### EXCERPTED TEXT
In the United States, a Special Edition DVD was released in 2002 by Miramax Home Entertainment. It includes an introduction from Tarantino, an hour-long retrospective interview, a subtitle trivia track, chapter selection, a half-hour "making-of" documentary (How It Went Down), the entire "Chicks Who Love Guns" video as seen in the film, many deleted and alternate scenes including an alternate opening title sequence, Siskel and Ebert's reviews, Jackie Brown appearances on MTV, TV spots and theatrical trailers, written reviews, articles and filmographies, and more than an hour of trailers for Pam Grier and Robert Forster films dating onward from the 1960s. The box also includes a mini-poster of the film, and on the reverse, two other mini-posters of Grier and Forster, both similar to the album cover. Although the Special Edition DVD states that the film is presented in a 2.35:1 aspect ratio, it was actually shot with a 1.85:1 ratio, the only Tarantino-directed film to date shot in the ratio, with the exception of his segment in the film Four Rooms, "The Man from Hollywood". Outside of the US, the film had already been released on DVD prior to 2002. In Australia (Region 4) it was released on DVD on June 17, 1999 by Roadshow Entertainment, who had an Australian distribution agreement with Miramax at the time. Roadshow Entertainment had also handled the film's theatrical release in the country.

In 2010, Disney sold Miramax to Filmyard Holdings, with the latter company being a private equity consortium involving firms such as Colony Capital and Tutor-Saliba Corporation. Filmyard Holdings temporarily sublicensed the home media rights for much of Miramax's catalog to Lionsgate. On October 4, 2011, Lionsgate Home Entertainment released Jackie Brown on Blu-ray alongside Pulp Fiction. The film is presented in 1080p high definition in its original 1.85:1 aspect ratio with a DTS-HD Master Audio 5.1 soundtrack. In the 2010s, Filmyard/Lionsgate removed the 1987-1998 Miramax logo from many reissue prints for Miramax films, replacing it with the later Miramax opening logo, which features the New York City skyline. This was the case with Jackie Brown, one of the last films to feature the 1987 Miramax opening logo.

### STUDY MATERIAL
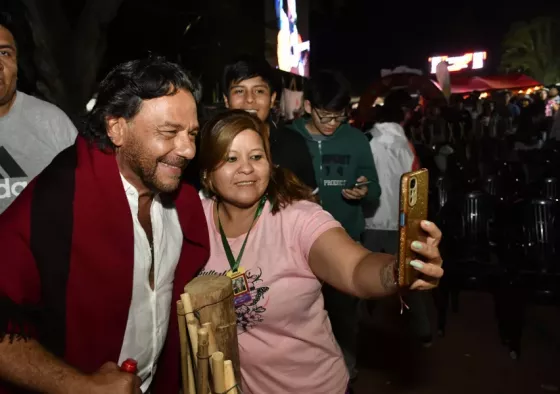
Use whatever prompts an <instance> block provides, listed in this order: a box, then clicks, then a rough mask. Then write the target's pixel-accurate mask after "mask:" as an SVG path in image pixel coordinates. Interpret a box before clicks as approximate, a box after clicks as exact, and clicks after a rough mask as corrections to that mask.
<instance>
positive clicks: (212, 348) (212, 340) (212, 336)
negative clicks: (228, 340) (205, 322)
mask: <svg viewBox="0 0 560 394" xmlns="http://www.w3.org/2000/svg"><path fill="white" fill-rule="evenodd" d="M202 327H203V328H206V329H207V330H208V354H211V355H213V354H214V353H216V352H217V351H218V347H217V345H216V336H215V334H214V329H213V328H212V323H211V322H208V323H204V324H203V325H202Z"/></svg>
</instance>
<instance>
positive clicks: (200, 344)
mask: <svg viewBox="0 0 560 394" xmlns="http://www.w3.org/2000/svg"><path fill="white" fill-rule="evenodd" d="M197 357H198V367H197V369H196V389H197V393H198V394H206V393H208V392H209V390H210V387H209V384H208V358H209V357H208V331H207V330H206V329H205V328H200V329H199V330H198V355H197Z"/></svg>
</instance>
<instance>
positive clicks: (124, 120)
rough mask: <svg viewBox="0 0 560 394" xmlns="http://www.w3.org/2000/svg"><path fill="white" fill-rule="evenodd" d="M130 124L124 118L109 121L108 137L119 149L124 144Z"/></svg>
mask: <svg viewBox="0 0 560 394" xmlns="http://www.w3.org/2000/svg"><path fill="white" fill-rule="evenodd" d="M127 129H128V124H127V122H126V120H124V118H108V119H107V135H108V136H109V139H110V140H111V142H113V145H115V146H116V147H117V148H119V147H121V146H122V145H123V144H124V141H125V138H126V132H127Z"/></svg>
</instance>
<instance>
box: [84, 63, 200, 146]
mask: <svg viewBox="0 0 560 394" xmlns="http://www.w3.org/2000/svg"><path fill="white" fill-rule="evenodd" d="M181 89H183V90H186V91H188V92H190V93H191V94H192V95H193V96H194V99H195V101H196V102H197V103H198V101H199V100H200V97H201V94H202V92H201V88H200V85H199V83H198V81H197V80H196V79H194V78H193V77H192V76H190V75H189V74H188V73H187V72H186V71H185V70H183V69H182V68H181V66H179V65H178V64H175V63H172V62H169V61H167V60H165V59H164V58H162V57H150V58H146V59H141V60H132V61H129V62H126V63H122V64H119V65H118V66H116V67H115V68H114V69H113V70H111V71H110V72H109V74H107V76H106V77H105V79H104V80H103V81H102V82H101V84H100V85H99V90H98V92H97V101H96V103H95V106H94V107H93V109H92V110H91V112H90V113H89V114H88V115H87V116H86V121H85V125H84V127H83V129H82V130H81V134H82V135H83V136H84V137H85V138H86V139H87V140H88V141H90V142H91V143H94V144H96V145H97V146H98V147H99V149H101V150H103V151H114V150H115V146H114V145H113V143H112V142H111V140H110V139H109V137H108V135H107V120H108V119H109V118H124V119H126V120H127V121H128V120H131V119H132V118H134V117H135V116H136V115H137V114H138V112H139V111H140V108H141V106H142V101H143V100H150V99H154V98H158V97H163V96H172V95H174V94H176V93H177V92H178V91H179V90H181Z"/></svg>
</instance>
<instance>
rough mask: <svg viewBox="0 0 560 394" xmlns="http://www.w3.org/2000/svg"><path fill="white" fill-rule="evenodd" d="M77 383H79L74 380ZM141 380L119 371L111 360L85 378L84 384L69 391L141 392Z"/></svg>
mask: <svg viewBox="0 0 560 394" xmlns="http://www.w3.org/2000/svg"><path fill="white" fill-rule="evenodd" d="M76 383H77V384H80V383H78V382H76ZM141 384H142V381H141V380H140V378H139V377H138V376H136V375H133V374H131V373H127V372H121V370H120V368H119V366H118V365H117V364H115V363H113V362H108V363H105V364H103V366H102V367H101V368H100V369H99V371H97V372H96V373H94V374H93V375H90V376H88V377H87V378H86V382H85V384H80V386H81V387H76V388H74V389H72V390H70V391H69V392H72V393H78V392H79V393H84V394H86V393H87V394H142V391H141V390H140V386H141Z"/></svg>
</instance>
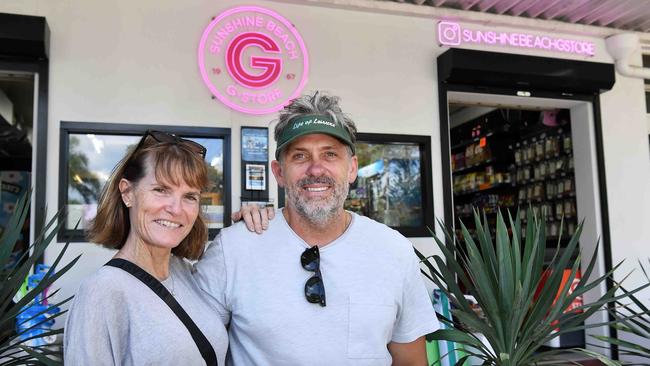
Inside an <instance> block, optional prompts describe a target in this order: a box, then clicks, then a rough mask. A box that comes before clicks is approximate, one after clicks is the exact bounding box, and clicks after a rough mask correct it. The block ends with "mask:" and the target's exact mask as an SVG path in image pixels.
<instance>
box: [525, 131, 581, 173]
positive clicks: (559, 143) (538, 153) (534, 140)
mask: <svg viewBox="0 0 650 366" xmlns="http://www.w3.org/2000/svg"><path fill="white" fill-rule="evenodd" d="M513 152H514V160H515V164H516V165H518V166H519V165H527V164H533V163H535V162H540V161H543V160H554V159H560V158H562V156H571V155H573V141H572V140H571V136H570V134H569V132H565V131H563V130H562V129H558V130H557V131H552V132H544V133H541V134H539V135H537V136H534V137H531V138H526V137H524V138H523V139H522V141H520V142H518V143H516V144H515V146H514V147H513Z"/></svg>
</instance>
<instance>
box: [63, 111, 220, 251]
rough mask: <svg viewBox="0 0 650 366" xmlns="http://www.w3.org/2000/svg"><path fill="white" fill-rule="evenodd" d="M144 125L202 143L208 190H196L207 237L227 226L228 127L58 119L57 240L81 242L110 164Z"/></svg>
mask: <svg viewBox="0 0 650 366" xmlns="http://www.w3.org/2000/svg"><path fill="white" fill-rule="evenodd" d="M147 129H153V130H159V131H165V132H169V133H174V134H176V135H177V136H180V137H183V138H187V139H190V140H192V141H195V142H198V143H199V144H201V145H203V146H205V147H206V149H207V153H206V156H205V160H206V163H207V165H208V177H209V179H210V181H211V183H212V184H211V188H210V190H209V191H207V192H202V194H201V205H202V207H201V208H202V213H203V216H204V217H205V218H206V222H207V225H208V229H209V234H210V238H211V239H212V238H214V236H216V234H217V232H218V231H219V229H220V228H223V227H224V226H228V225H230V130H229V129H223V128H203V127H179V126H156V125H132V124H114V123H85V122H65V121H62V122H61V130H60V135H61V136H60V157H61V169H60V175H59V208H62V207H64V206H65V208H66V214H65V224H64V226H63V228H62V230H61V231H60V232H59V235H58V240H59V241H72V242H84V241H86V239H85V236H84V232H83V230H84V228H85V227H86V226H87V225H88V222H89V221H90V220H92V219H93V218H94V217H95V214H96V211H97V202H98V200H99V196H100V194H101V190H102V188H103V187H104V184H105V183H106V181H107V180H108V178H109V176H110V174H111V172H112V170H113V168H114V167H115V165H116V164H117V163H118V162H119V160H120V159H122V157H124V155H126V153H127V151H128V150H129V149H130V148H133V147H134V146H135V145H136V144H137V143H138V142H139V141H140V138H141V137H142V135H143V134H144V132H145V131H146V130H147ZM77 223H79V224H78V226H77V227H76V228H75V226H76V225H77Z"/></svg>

### WRITTEN TASK 1
Summarize the passage on the home video releases of Jackie Brown in two sentences.
### WRITTEN TASK 2
Reproduce everything in the passage on Jackie Brown's home video releases from "In 2010, Disney" down to "Miramax opening logo.".
The records were taken from a separate source.

### ANSWER SECTION 1
Miramax Home Entertainment released a Special Edition DVD of Jackie Brown in the United States in 2002, with extensive bonus material, although the film had already come out on DVD elsewhere, including a 1999 Australian release by Roadshow Entertainment. After Disney sold Miramax to Filmyard Holdings in 2010, Lionsgate released the film on Blu-ray on October 4, 2011, in its original 1.85:1 aspect ratio, and later prints replaced the 1987 Miramax logo with the newer one.

### ANSWER SECTION 2
In 2010, Disney sold Miramax to Filmyard Holdings, with the latter company being a private equity consortium involving firms such as Colony Capital and Tutor-Saliba Corporation. Filmyard Holdings temporarily sublicensed the home media rights for much of Miramax's catalog to Lionsgate. On October 4, 2011, Lionsgate Home Entertainment released Jackie Brown on Blu-ray alongside Pulp Fiction. The film is presented in 1080p high definition in its original 1.85:1 aspect ratio with a DTS-HD Master Audio 5.1 soundtrack. In the 2010s, Filmyard/Lionsgate removed the 1987-1998 Miramax logo from many reissue prints for Miramax films, replacing it with the later Miramax opening logo, which features the New York City skyline. This was the case with Jackie Brown, one of the last films to feature the 1987 Miramax opening logo.